Data for analysis:
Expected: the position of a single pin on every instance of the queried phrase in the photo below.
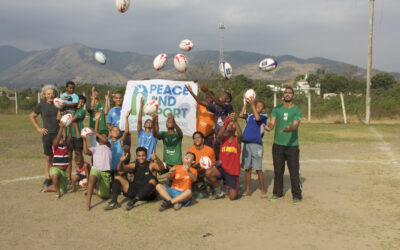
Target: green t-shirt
(80, 114)
(172, 148)
(102, 122)
(284, 116)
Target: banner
(173, 97)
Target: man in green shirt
(172, 140)
(285, 118)
(92, 108)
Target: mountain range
(75, 62)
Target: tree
(383, 80)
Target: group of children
(113, 172)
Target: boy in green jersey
(285, 118)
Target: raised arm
(139, 127)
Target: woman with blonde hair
(50, 126)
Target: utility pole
(369, 66)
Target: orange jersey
(182, 180)
(205, 120)
(206, 151)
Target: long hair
(47, 87)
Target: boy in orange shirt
(182, 176)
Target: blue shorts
(230, 181)
(174, 192)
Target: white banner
(173, 97)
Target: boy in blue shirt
(253, 149)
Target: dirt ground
(351, 189)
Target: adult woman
(50, 126)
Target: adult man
(285, 118)
(144, 182)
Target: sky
(333, 29)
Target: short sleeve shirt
(284, 117)
(114, 116)
(172, 153)
(49, 116)
(254, 131)
(182, 180)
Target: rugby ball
(186, 45)
(249, 93)
(180, 63)
(268, 64)
(66, 119)
(150, 107)
(83, 182)
(58, 102)
(205, 162)
(160, 61)
(122, 5)
(86, 132)
(100, 57)
(226, 70)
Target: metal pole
(369, 66)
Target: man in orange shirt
(205, 118)
(182, 176)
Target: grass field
(351, 188)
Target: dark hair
(229, 96)
(194, 156)
(287, 87)
(138, 149)
(198, 133)
(69, 83)
(261, 103)
(81, 97)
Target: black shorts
(230, 181)
(135, 188)
(47, 141)
(76, 143)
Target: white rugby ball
(86, 132)
(226, 70)
(180, 63)
(186, 45)
(249, 93)
(122, 5)
(58, 102)
(66, 119)
(100, 57)
(150, 107)
(268, 64)
(83, 182)
(205, 162)
(160, 61)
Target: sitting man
(144, 182)
(182, 176)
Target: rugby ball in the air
(160, 61)
(186, 45)
(58, 102)
(100, 57)
(268, 64)
(180, 63)
(66, 119)
(150, 107)
(226, 70)
(249, 93)
(83, 182)
(122, 5)
(205, 162)
(86, 132)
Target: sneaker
(177, 206)
(296, 201)
(165, 205)
(112, 205)
(130, 204)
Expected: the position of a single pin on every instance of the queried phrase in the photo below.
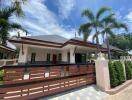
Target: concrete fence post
(124, 68)
(102, 73)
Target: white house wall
(41, 54)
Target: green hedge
(116, 73)
(128, 66)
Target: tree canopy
(122, 41)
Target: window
(48, 57)
(1, 55)
(60, 57)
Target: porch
(50, 55)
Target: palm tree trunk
(97, 41)
(108, 47)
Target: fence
(34, 81)
(4, 62)
(126, 58)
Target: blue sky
(63, 17)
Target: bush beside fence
(128, 67)
(117, 76)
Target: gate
(35, 81)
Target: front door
(54, 58)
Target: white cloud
(128, 19)
(40, 20)
(65, 7)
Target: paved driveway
(86, 93)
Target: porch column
(64, 56)
(23, 56)
(72, 55)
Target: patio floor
(85, 93)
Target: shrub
(116, 73)
(128, 66)
(113, 77)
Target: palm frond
(84, 28)
(108, 19)
(101, 11)
(17, 5)
(88, 13)
(119, 25)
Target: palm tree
(5, 24)
(94, 22)
(17, 4)
(110, 23)
(85, 30)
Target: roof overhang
(29, 41)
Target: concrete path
(125, 94)
(86, 93)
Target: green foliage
(93, 23)
(128, 65)
(116, 73)
(122, 41)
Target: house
(54, 49)
(7, 52)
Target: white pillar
(72, 55)
(23, 57)
(102, 73)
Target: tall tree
(94, 22)
(110, 23)
(5, 24)
(122, 41)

Problem: The reply should consist only of the lines running from the one with "Target: sitting man" through the end of the material, both included, copied exactly; please omit pictures.

Your solution:
Target: sitting man
(144, 182)
(182, 176)
Target: rugby ball in the air
(160, 61)
(186, 45)
(58, 102)
(100, 57)
(268, 64)
(180, 63)
(66, 119)
(150, 107)
(226, 70)
(249, 93)
(83, 182)
(122, 5)
(205, 162)
(86, 132)
Target: sneaker
(177, 206)
(296, 201)
(165, 205)
(112, 205)
(130, 204)
Expected: the position of a single pin on every instance of the queried phrase in the photo below.
Target: concrete fence post
(124, 68)
(102, 73)
Target: white house wall
(41, 54)
Target: green hedge
(116, 73)
(128, 66)
Target: tree canopy
(122, 41)
Target: window
(48, 57)
(1, 55)
(60, 57)
Target: porch
(50, 55)
Target: palm tree trunk
(97, 41)
(108, 47)
Target: fence
(34, 81)
(4, 62)
(126, 58)
Target: blue sky
(63, 17)
Target: bush beside fence
(128, 67)
(117, 76)
Target: gate
(35, 81)
Target: front door
(54, 58)
Target: white cloud
(128, 19)
(40, 20)
(65, 7)
Target: paved driveway
(86, 93)
Target: porch column
(64, 56)
(23, 56)
(72, 55)
Target: patio floor
(85, 93)
Target: shrub
(116, 73)
(128, 66)
(113, 77)
Target: palm frond
(84, 28)
(108, 19)
(101, 11)
(17, 5)
(88, 13)
(119, 25)
Target: palm tree
(5, 24)
(94, 22)
(17, 4)
(110, 23)
(85, 30)
Target: roof overhang
(29, 41)
Target: concrete path
(125, 94)
(86, 93)
Target: green foliage
(93, 23)
(128, 65)
(116, 73)
(122, 41)
Target: house
(54, 49)
(7, 52)
Target: white pillar
(72, 55)
(23, 57)
(102, 73)
Target: tall tree
(94, 22)
(110, 23)
(5, 24)
(122, 41)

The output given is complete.